GIVEN ENTRIES:
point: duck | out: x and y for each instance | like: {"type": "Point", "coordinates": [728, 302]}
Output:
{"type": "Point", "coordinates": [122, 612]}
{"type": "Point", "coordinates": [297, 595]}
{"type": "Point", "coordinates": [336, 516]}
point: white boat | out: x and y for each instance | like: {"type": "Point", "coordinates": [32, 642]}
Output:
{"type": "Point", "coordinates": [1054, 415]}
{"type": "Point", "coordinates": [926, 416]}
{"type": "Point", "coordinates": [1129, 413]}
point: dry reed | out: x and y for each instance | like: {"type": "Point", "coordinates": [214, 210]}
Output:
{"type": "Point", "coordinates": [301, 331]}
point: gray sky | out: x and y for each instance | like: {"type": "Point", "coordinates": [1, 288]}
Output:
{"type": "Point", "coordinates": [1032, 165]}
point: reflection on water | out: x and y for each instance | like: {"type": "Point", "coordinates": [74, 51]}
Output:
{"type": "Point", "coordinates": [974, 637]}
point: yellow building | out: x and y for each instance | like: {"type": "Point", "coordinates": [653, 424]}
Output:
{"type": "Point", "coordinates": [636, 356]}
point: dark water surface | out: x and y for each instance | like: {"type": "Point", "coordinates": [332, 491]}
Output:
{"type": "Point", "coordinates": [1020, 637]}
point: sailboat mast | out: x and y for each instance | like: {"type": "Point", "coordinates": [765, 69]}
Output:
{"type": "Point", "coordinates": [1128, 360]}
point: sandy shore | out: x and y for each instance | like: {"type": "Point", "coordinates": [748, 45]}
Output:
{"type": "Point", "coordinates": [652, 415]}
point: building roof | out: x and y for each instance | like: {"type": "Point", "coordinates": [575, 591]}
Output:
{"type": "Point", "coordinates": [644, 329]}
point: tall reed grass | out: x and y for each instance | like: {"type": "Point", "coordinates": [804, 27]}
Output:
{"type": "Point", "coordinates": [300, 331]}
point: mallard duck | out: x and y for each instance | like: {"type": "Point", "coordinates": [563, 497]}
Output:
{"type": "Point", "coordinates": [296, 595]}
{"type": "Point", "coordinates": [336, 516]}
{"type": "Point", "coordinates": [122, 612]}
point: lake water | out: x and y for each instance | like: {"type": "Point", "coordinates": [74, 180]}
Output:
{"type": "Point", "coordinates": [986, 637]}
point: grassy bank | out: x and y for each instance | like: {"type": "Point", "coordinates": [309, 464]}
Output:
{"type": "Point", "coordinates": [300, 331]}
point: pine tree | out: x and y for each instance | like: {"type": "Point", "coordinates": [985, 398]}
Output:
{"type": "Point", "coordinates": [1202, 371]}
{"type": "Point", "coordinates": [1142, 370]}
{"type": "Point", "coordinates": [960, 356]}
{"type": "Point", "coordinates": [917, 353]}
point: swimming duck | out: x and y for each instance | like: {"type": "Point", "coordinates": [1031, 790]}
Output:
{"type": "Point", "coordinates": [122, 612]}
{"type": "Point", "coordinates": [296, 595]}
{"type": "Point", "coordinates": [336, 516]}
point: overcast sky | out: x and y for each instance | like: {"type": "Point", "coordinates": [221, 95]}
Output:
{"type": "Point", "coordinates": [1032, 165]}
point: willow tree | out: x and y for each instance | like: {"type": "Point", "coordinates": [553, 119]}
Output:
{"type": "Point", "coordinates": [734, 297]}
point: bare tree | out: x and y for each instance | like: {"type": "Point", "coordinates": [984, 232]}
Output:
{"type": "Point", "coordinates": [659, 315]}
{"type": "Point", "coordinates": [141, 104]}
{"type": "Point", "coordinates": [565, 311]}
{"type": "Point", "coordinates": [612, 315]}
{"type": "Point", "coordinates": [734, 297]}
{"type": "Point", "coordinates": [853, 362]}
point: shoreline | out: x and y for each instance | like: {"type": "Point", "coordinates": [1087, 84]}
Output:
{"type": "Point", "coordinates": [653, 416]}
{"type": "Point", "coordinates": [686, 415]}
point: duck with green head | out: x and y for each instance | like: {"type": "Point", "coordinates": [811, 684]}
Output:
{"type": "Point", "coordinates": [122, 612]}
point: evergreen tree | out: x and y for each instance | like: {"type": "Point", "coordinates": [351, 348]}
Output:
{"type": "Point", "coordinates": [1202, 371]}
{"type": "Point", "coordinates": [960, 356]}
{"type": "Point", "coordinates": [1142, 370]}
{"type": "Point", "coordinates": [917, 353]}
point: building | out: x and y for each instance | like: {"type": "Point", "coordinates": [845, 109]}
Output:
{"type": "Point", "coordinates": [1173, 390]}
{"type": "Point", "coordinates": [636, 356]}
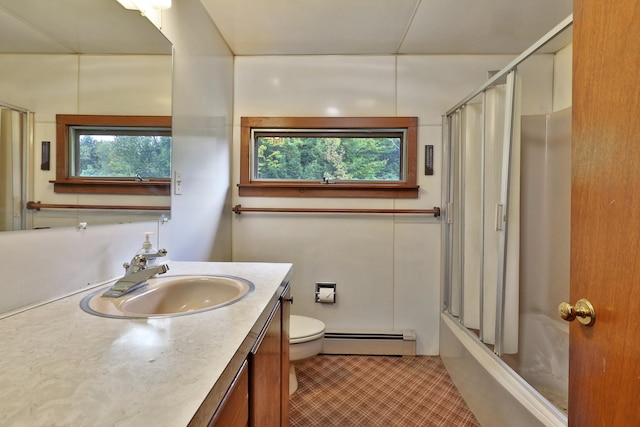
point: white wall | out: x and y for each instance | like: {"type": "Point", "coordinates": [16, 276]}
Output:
{"type": "Point", "coordinates": [40, 264]}
{"type": "Point", "coordinates": [387, 269]}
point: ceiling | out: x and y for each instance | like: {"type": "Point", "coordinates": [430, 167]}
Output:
{"type": "Point", "coordinates": [290, 27]}
{"type": "Point", "coordinates": [353, 27]}
{"type": "Point", "coordinates": [76, 26]}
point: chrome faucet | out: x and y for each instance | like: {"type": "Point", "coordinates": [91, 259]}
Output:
{"type": "Point", "coordinates": [136, 274]}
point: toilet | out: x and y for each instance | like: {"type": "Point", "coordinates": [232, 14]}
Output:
{"type": "Point", "coordinates": [305, 340]}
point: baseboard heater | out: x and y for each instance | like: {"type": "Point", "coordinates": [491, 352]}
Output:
{"type": "Point", "coordinates": [402, 343]}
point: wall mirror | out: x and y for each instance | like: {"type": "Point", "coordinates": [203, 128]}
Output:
{"type": "Point", "coordinates": [84, 57]}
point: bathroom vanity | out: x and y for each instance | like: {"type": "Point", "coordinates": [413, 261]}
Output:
{"type": "Point", "coordinates": [61, 366]}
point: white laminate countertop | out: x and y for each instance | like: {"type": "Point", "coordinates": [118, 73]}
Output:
{"type": "Point", "coordinates": [60, 366]}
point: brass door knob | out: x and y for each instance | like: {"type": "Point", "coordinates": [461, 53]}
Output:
{"type": "Point", "coordinates": [583, 311]}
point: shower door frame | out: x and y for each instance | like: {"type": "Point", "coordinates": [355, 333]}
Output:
{"type": "Point", "coordinates": [452, 153]}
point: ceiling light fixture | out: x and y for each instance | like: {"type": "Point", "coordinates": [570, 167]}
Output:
{"type": "Point", "coordinates": [145, 5]}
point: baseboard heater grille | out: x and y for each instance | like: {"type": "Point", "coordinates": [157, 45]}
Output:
{"type": "Point", "coordinates": [401, 343]}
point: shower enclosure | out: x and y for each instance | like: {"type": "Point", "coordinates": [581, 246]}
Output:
{"type": "Point", "coordinates": [506, 198]}
{"type": "Point", "coordinates": [14, 132]}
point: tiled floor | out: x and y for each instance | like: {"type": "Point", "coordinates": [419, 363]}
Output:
{"type": "Point", "coordinates": [368, 391]}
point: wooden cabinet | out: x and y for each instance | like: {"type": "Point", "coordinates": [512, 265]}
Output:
{"type": "Point", "coordinates": [269, 370]}
{"type": "Point", "coordinates": [259, 394]}
{"type": "Point", "coordinates": [234, 409]}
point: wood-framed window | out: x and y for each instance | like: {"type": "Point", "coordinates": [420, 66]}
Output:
{"type": "Point", "coordinates": [113, 154]}
{"type": "Point", "coordinates": [373, 157]}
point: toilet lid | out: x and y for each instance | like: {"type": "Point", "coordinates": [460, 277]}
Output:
{"type": "Point", "coordinates": [302, 329]}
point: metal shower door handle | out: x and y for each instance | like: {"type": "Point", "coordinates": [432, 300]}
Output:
{"type": "Point", "coordinates": [583, 311]}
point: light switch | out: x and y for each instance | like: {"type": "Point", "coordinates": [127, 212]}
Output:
{"type": "Point", "coordinates": [177, 183]}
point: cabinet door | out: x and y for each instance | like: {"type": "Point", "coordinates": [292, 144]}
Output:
{"type": "Point", "coordinates": [234, 409]}
{"type": "Point", "coordinates": [265, 374]}
{"type": "Point", "coordinates": [286, 301]}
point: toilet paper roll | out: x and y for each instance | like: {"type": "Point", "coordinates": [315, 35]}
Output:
{"type": "Point", "coordinates": [326, 295]}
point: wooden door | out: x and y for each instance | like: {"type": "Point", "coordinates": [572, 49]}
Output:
{"type": "Point", "coordinates": [604, 373]}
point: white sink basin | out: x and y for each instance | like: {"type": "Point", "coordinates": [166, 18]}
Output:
{"type": "Point", "coordinates": [169, 296]}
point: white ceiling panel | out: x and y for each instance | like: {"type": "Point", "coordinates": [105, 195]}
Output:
{"type": "Point", "coordinates": [312, 27]}
{"type": "Point", "coordinates": [482, 26]}
{"type": "Point", "coordinates": [76, 26]}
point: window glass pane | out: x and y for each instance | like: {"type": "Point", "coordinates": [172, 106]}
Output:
{"type": "Point", "coordinates": [338, 156]}
{"type": "Point", "coordinates": [143, 153]}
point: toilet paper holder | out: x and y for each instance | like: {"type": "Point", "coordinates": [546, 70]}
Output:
{"type": "Point", "coordinates": [326, 292]}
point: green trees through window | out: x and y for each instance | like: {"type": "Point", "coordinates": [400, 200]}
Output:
{"type": "Point", "coordinates": [372, 157]}
{"type": "Point", "coordinates": [329, 158]}
{"type": "Point", "coordinates": [123, 155]}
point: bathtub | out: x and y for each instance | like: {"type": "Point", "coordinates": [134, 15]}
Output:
{"type": "Point", "coordinates": [493, 391]}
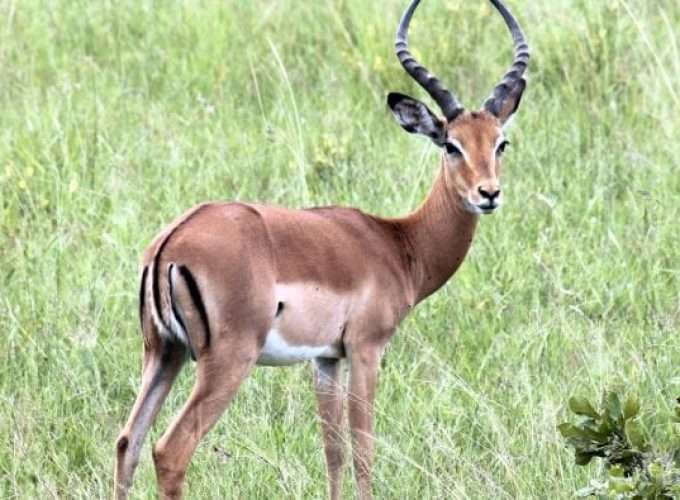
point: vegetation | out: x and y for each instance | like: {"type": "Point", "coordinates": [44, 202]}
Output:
{"type": "Point", "coordinates": [616, 434]}
{"type": "Point", "coordinates": [117, 116]}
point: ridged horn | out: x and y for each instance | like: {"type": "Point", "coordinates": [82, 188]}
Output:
{"type": "Point", "coordinates": [519, 65]}
{"type": "Point", "coordinates": [445, 100]}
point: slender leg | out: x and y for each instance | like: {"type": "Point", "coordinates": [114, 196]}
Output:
{"type": "Point", "coordinates": [330, 398]}
{"type": "Point", "coordinates": [219, 374]}
{"type": "Point", "coordinates": [162, 363]}
{"type": "Point", "coordinates": [365, 361]}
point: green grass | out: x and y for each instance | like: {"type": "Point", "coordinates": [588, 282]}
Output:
{"type": "Point", "coordinates": [117, 116]}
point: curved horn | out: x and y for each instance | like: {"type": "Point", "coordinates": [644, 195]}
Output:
{"type": "Point", "coordinates": [519, 65]}
{"type": "Point", "coordinates": [445, 99]}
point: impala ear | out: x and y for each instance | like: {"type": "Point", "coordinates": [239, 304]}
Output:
{"type": "Point", "coordinates": [416, 118]}
{"type": "Point", "coordinates": [506, 100]}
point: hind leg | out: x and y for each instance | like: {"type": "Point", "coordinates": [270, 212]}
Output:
{"type": "Point", "coordinates": [162, 362]}
{"type": "Point", "coordinates": [329, 394]}
{"type": "Point", "coordinates": [220, 372]}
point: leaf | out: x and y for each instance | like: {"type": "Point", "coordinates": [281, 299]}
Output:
{"type": "Point", "coordinates": [631, 408]}
{"type": "Point", "coordinates": [656, 471]}
{"type": "Point", "coordinates": [582, 458]}
{"type": "Point", "coordinates": [613, 404]}
{"type": "Point", "coordinates": [635, 434]}
{"type": "Point", "coordinates": [616, 471]}
{"type": "Point", "coordinates": [581, 406]}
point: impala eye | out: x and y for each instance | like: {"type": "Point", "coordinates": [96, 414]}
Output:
{"type": "Point", "coordinates": [501, 147]}
{"type": "Point", "coordinates": [453, 150]}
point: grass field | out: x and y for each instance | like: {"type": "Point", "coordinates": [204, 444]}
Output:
{"type": "Point", "coordinates": [117, 116]}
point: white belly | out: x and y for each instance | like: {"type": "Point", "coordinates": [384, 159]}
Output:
{"type": "Point", "coordinates": [276, 351]}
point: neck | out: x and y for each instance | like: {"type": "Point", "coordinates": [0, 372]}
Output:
{"type": "Point", "coordinates": [439, 235]}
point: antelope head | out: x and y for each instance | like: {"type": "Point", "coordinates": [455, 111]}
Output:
{"type": "Point", "coordinates": [472, 142]}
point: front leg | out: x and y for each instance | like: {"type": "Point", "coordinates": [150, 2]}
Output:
{"type": "Point", "coordinates": [365, 361]}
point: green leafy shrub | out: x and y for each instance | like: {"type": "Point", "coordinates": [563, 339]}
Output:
{"type": "Point", "coordinates": [634, 468]}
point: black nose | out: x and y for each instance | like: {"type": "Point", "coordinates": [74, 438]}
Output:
{"type": "Point", "coordinates": [490, 195]}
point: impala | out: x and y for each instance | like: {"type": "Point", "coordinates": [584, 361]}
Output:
{"type": "Point", "coordinates": [234, 285]}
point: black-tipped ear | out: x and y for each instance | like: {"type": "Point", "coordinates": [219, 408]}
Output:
{"type": "Point", "coordinates": [416, 118]}
{"type": "Point", "coordinates": [505, 103]}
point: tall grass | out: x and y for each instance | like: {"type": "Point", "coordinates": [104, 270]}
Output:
{"type": "Point", "coordinates": [117, 116]}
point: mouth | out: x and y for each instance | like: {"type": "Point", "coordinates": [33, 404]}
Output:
{"type": "Point", "coordinates": [487, 208]}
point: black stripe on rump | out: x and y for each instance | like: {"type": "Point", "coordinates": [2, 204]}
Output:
{"type": "Point", "coordinates": [142, 295]}
{"type": "Point", "coordinates": [154, 284]}
{"type": "Point", "coordinates": [177, 315]}
{"type": "Point", "coordinates": [198, 301]}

WHAT TO PRODUCE:
In the listing above, find the line containing "point: black-tipped ear" and please quote exactly that line through the last one, and no other lines.

OUTPUT BELOW:
point: black-tipped ear | out: x and y for each instance | like: {"type": "Point", "coordinates": [219, 408]}
Output:
{"type": "Point", "coordinates": [416, 118]}
{"type": "Point", "coordinates": [505, 103]}
point: tall grass | out: x and y for each instance | like: {"type": "Point", "coordinates": [104, 270]}
Output:
{"type": "Point", "coordinates": [117, 116]}
point: mouth | out: x and y for each instance | like: {"type": "Point", "coordinates": [33, 404]}
Output:
{"type": "Point", "coordinates": [487, 208]}
point: black stripe on rump | out: x and y for each instance | like: {"type": "Point", "coordinates": [2, 204]}
Output:
{"type": "Point", "coordinates": [142, 295]}
{"type": "Point", "coordinates": [154, 284]}
{"type": "Point", "coordinates": [177, 315]}
{"type": "Point", "coordinates": [198, 301]}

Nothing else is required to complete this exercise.